**Assignment**
Type out the lines below exactly, from the first through the line holding "positive clicks: (616, 344) (659, 474)", and include no pictures.

[Stored records]
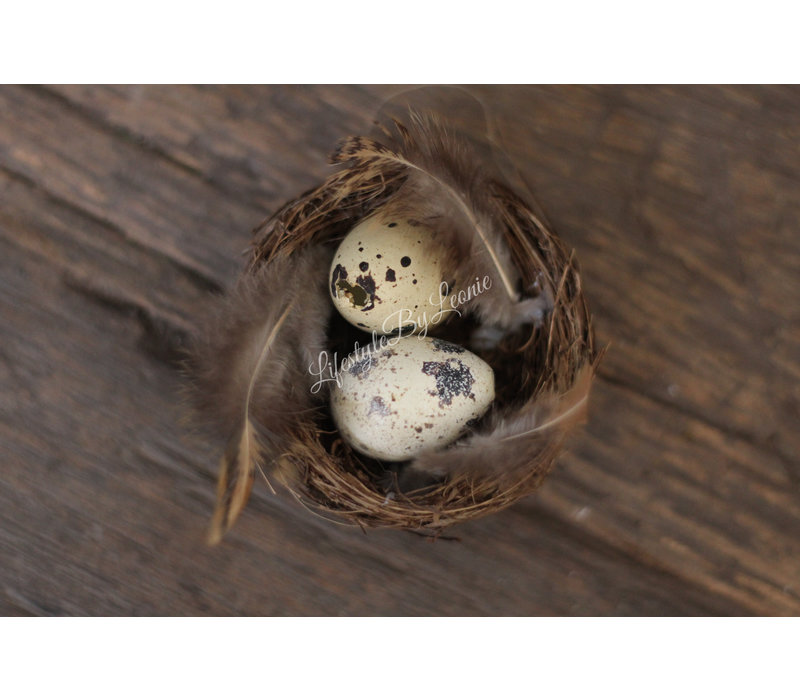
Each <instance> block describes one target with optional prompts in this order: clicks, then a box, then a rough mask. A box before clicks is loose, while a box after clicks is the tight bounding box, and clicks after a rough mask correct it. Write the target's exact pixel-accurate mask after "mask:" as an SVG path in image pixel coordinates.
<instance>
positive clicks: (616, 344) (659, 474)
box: [0, 86, 800, 615]
mask: <svg viewBox="0 0 800 700" xmlns="http://www.w3.org/2000/svg"><path fill="white" fill-rule="evenodd" d="M470 89H471V90H472V91H473V92H474V93H475V94H476V95H478V96H479V97H480V98H481V99H482V100H483V102H484V104H485V105H486V108H487V109H488V110H490V111H491V112H492V114H493V117H494V118H495V119H496V120H497V122H498V124H499V125H500V127H501V129H502V133H503V138H504V141H505V145H506V148H507V149H508V151H509V153H510V155H511V157H512V158H513V160H514V161H515V162H516V164H517V166H518V167H519V169H520V171H521V173H522V175H523V176H524V179H525V180H526V181H527V182H529V183H530V186H531V188H532V189H533V190H534V192H535V194H536V197H537V199H538V200H539V202H540V204H541V205H542V206H543V207H544V209H545V210H546V212H547V214H548V217H549V218H550V220H551V223H552V224H553V225H554V226H555V228H556V230H557V231H559V232H560V234H561V235H562V237H563V238H564V239H565V240H566V241H567V243H568V244H570V245H572V246H574V247H575V249H576V252H577V255H578V259H579V260H580V262H581V268H582V271H583V276H584V281H585V285H586V288H587V290H588V294H589V300H590V303H591V306H592V309H593V312H594V315H595V321H596V324H597V329H598V334H599V339H600V341H601V342H603V343H610V348H609V352H608V354H607V356H606V359H605V361H604V363H603V365H602V367H601V373H600V380H599V381H598V383H597V385H596V388H595V390H594V393H593V395H592V405H591V416H590V421H589V423H588V425H587V426H586V428H585V429H584V430H583V431H582V432H581V434H580V435H579V436H578V437H577V438H576V439H575V440H574V441H573V442H572V445H571V449H570V450H569V451H568V452H567V453H566V454H565V455H564V456H563V457H562V459H561V460H560V466H559V468H558V469H557V470H556V472H555V473H554V474H553V475H552V476H551V477H550V478H549V479H548V481H547V482H546V484H545V486H544V487H543V488H542V489H541V490H540V491H539V492H538V493H537V494H535V495H534V496H532V497H530V498H528V499H526V500H525V501H523V502H521V503H519V504H518V505H516V506H515V507H513V508H511V509H509V510H507V511H505V512H503V513H501V514H498V515H496V516H492V517H490V518H486V519H483V520H479V521H475V522H472V523H469V524H467V525H464V526H462V527H459V528H458V529H457V531H455V532H454V533H453V534H455V535H457V536H458V538H459V539H458V541H438V542H435V543H431V542H428V541H426V540H423V539H421V538H418V537H415V536H412V535H407V534H404V533H393V532H370V533H368V534H366V535H365V534H363V533H361V532H360V531H358V530H353V529H349V528H343V527H340V526H335V525H333V524H330V523H328V522H326V521H324V520H321V519H319V518H317V517H315V516H312V515H311V514H309V513H307V512H306V511H304V510H302V509H301V508H300V507H299V506H297V505H296V504H295V503H294V502H292V501H290V500H287V499H286V498H282V497H273V496H271V495H270V494H269V493H268V491H267V489H266V487H264V486H263V485H261V484H258V485H257V486H256V492H255V495H254V498H253V501H252V502H251V504H250V506H248V508H247V510H246V511H245V514H244V516H243V517H242V520H241V522H240V523H239V524H238V525H237V527H236V528H235V530H234V532H233V533H232V535H231V536H230V538H229V539H226V541H225V543H224V544H223V545H222V546H220V547H218V548H213V549H212V548H208V547H207V546H206V545H205V544H204V536H205V530H206V527H207V521H208V517H209V515H210V512H211V508H212V503H213V496H214V478H215V472H216V465H217V457H218V451H219V449H220V446H219V445H213V444H207V442H206V441H205V440H204V439H203V436H198V435H192V434H190V433H188V432H187V430H186V429H185V428H184V427H183V425H182V421H181V418H182V413H183V411H182V408H181V403H180V396H179V389H180V385H181V380H180V376H179V372H178V370H177V367H176V359H177V358H178V357H179V352H178V351H179V349H180V347H181V346H182V344H183V343H184V342H185V339H186V337H187V336H188V334H190V333H191V332H192V327H193V322H194V319H195V318H197V316H198V314H199V313H200V311H201V310H202V309H203V307H204V305H205V304H206V303H207V301H208V299H209V296H210V295H211V294H214V293H216V292H218V291H220V290H222V289H224V288H226V287H228V286H229V285H230V284H231V283H232V282H233V280H234V278H235V276H236V274H237V273H238V270H239V269H240V267H241V264H242V262H243V258H242V252H243V251H244V250H245V249H246V247H247V244H248V242H249V238H250V230H251V229H252V228H253V227H254V226H255V225H257V224H258V223H259V221H260V220H261V219H262V218H263V217H264V216H266V215H268V214H269V213H270V212H271V211H272V210H274V209H275V208H276V207H277V206H279V205H280V204H281V203H282V202H283V201H284V200H285V199H287V198H288V197H291V196H294V195H296V194H297V193H299V192H300V191H302V190H303V189H305V188H307V187H308V186H310V185H313V184H314V183H315V182H317V181H318V180H319V179H320V178H321V177H324V175H325V174H326V173H327V172H328V168H329V166H327V165H326V156H327V153H328V152H329V151H330V149H331V148H332V146H333V145H334V144H335V141H336V140H337V139H338V138H339V137H341V136H343V135H345V134H347V133H353V132H358V131H361V130H363V129H365V128H367V127H368V126H369V121H370V118H371V117H372V115H373V114H374V112H375V110H377V108H378V107H379V105H380V104H381V102H382V100H383V99H384V98H386V97H387V96H388V95H390V94H392V93H393V92H394V91H395V88H393V87H384V86H369V87H363V88H362V87H355V86H346V87H345V86H293V87H292V86H290V87H277V86H266V87H242V86H238V87H188V86H182V87H171V86H157V87H142V86H124V87H96V86H58V87H26V88H23V87H4V88H2V89H0V110H2V113H3V114H4V119H3V120H2V121H1V122H0V324H2V325H1V327H0V334H1V335H0V337H2V342H0V389H1V390H2V391H0V446H2V451H3V455H4V457H5V461H4V463H5V468H4V470H3V471H2V473H0V614H6V615H19V614H37V615H337V614H341V615H408V614H417V615H457V614H458V615H613V614H617V615H796V614H798V613H800V440H798V436H797V432H798V431H797V427H798V424H799V423H800V421H799V420H798V419H800V392H798V379H800V332H799V331H798V328H799V327H800V325H799V324H798V322H799V321H800V312H799V309H798V303H797V300H798V298H800V275H799V274H798V271H800V237H798V235H797V231H798V227H800V196H799V195H800V192H798V188H799V187H800V139H799V138H798V137H799V136H800V117H798V116H797V115H798V114H800V90H798V89H796V88H789V87H780V86H772V87H757V86H753V87H701V86H696V87H666V86H665V87H638V86H625V87H589V86H586V87H559V86H548V87H527V86H475V87H473V88H470Z"/></svg>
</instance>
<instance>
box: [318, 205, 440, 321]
mask: <svg viewBox="0 0 800 700" xmlns="http://www.w3.org/2000/svg"><path fill="white" fill-rule="evenodd" d="M443 254H444V251H443V249H442V248H441V247H440V246H438V245H437V244H436V242H435V241H434V238H433V233H432V231H431V230H430V229H428V228H427V227H425V226H423V225H422V224H420V223H418V222H415V221H413V220H407V219H401V218H392V217H391V216H388V215H386V214H383V213H380V212H379V213H378V214H374V215H373V216H371V217H369V218H368V219H364V220H363V221H362V222H361V223H359V224H358V225H357V226H355V228H353V229H352V230H351V231H350V233H348V234H347V235H346V236H345V237H344V239H343V240H342V242H341V244H340V245H339V248H338V250H337V251H336V254H335V255H334V257H333V262H332V263H331V270H330V280H329V281H330V292H331V298H332V299H333V303H334V306H335V307H336V308H337V310H338V311H339V313H341V314H342V316H344V318H345V319H347V320H348V321H349V322H350V323H352V324H353V325H354V326H357V327H359V328H361V329H363V330H365V331H367V332H372V331H375V332H377V333H380V334H383V333H392V332H393V331H395V330H397V329H399V328H404V329H407V330H406V332H407V333H408V332H413V331H411V329H412V328H414V330H415V331H420V330H422V329H424V328H432V327H434V326H436V325H438V324H439V323H441V322H442V321H444V320H445V319H446V318H447V316H448V315H449V314H450V313H451V309H452V306H451V304H450V300H449V296H448V295H447V293H446V290H443V291H442V294H440V290H442V287H441V284H442V282H447V280H443V278H442V258H443ZM450 286H452V283H450ZM443 297H444V299H443Z"/></svg>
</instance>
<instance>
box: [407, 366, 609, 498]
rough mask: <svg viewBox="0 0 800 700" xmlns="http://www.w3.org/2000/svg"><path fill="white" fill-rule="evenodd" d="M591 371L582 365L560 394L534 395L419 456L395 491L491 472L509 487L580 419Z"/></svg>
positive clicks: (585, 414) (588, 389) (522, 475)
mask: <svg viewBox="0 0 800 700" xmlns="http://www.w3.org/2000/svg"><path fill="white" fill-rule="evenodd" d="M593 374H594V369H593V367H592V366H591V365H585V366H584V367H583V368H582V369H581V370H580V371H579V372H578V375H577V377H576V378H575V382H574V383H573V385H572V387H571V388H570V389H569V390H567V391H566V392H564V393H557V392H550V393H545V394H540V395H538V396H536V397H534V398H532V399H531V400H530V401H528V402H527V403H526V404H525V405H524V406H522V407H521V408H520V409H517V410H514V411H513V412H507V413H506V414H505V415H503V414H496V415H494V416H492V418H491V420H490V422H489V425H488V426H486V427H485V428H484V429H483V430H479V431H476V432H475V433H472V434H470V435H469V436H468V437H466V438H464V439H462V440H461V441H460V442H458V443H456V444H455V445H453V446H452V447H451V448H449V449H447V450H443V451H439V452H429V453H424V454H421V455H420V456H418V457H417V458H416V459H415V460H414V461H413V462H411V463H410V464H409V465H408V466H407V467H406V470H405V471H404V473H403V475H402V477H401V479H400V487H401V489H404V490H409V489H410V488H415V487H417V486H420V485H422V484H424V483H426V482H429V481H430V480H431V479H440V478H442V477H446V476H449V475H456V474H467V475H470V476H475V477H484V476H491V477H492V478H493V479H495V480H496V481H497V483H498V485H499V486H500V487H503V486H511V485H513V483H514V482H515V481H517V480H519V479H520V478H523V477H525V476H527V475H528V474H530V470H531V465H533V464H535V463H537V462H539V461H540V459H541V457H543V456H544V455H545V454H546V453H548V452H550V453H555V452H556V451H557V450H558V449H559V448H560V446H561V444H562V442H563V440H564V438H565V437H566V436H567V434H568V433H569V432H570V431H571V430H572V428H573V427H574V426H575V425H577V424H579V423H582V422H583V421H584V420H585V417H586V409H587V404H588V398H589V388H590V386H591V382H592V377H593ZM543 461H546V460H543Z"/></svg>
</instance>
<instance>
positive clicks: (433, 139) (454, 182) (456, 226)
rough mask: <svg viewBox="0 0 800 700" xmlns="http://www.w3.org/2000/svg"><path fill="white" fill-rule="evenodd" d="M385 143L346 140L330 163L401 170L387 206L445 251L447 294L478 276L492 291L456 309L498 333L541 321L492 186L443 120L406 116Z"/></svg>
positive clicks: (536, 305) (546, 303)
mask: <svg viewBox="0 0 800 700" xmlns="http://www.w3.org/2000/svg"><path fill="white" fill-rule="evenodd" d="M384 140H385V142H386V143H381V142H379V141H377V140H375V139H371V138H366V137H361V136H356V137H350V138H348V139H345V140H344V141H343V142H342V144H341V145H340V147H339V149H338V150H337V152H336V153H335V154H334V157H333V160H334V162H347V163H350V164H351V166H352V165H353V164H359V165H361V166H365V165H368V164H369V165H373V164H382V165H383V166H384V167H386V168H389V169H396V168H398V167H401V168H404V169H405V170H406V171H407V174H406V178H405V180H404V182H403V184H402V186H401V187H400V189H399V191H398V192H397V193H396V194H395V195H394V196H393V197H392V198H391V199H390V200H389V201H388V202H387V203H386V205H385V207H384V210H385V212H386V213H387V215H388V214H391V215H396V216H405V217H407V218H410V219H415V220H417V221H420V222H422V223H424V224H425V225H426V226H428V227H429V228H431V229H432V230H433V231H434V232H435V235H436V238H437V241H438V242H439V243H440V244H441V245H442V247H443V248H444V249H445V250H446V251H447V256H446V259H445V261H444V271H443V273H444V275H445V281H446V282H448V284H450V283H452V286H451V293H457V292H459V291H460V290H465V291H466V290H467V289H468V288H469V286H470V285H472V284H473V283H474V282H475V281H476V278H477V279H479V280H481V281H482V280H483V279H484V277H485V276H487V275H488V277H489V278H490V280H491V288H490V289H489V290H488V291H485V292H483V293H481V294H479V295H477V296H474V297H473V298H472V299H471V300H470V301H469V302H468V303H466V304H464V305H463V306H462V307H461V309H460V310H464V311H474V312H476V313H477V315H478V317H479V318H480V319H481V320H482V321H483V322H484V324H487V325H489V326H496V327H499V328H501V329H503V331H504V332H505V331H508V330H513V329H516V328H517V327H519V326H520V325H521V324H524V323H535V324H538V323H540V322H541V320H542V318H543V316H544V313H545V312H546V311H547V310H549V308H548V303H547V302H546V299H547V298H548V297H547V296H546V295H540V294H538V292H537V295H538V296H537V297H531V296H527V297H526V296H523V295H524V294H525V293H526V292H527V291H528V290H525V289H523V288H522V281H521V275H520V273H519V271H518V270H517V268H516V266H515V265H514V262H513V259H512V254H511V251H510V250H509V248H508V245H507V244H506V242H505V237H504V236H505V234H504V230H503V228H502V226H503V222H502V217H501V216H500V209H499V207H500V204H499V202H498V200H497V198H496V197H495V193H496V192H497V187H496V185H495V183H494V181H493V180H492V179H491V178H490V177H489V176H488V175H487V171H486V170H485V169H484V167H483V166H482V163H481V160H480V159H479V158H478V157H476V155H475V154H474V153H473V152H472V149H471V147H470V144H469V142H468V141H466V140H464V139H462V138H459V137H457V136H455V135H454V134H453V133H451V132H450V131H448V129H447V128H446V127H445V126H444V125H443V124H442V122H441V121H440V120H439V119H438V118H436V117H434V116H428V115H420V114H417V113H414V112H412V113H411V115H410V121H409V122H408V126H404V125H403V124H401V123H399V122H397V121H395V122H394V128H393V130H390V129H388V128H386V129H385V139H384Z"/></svg>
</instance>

**Exercise solution**
Each <instance> block describes one target with optional prompts in this order: clicks, then a box, then a rough mask. A box before clicks is loose, while a box after clicks is the tight bounding box, and clicks after a rough mask correct it. Write the target's exact pixel-accurate mask after "mask:" as an SVG path in image pixel coordinates.
<instance>
positive clicks: (616, 344) (659, 474)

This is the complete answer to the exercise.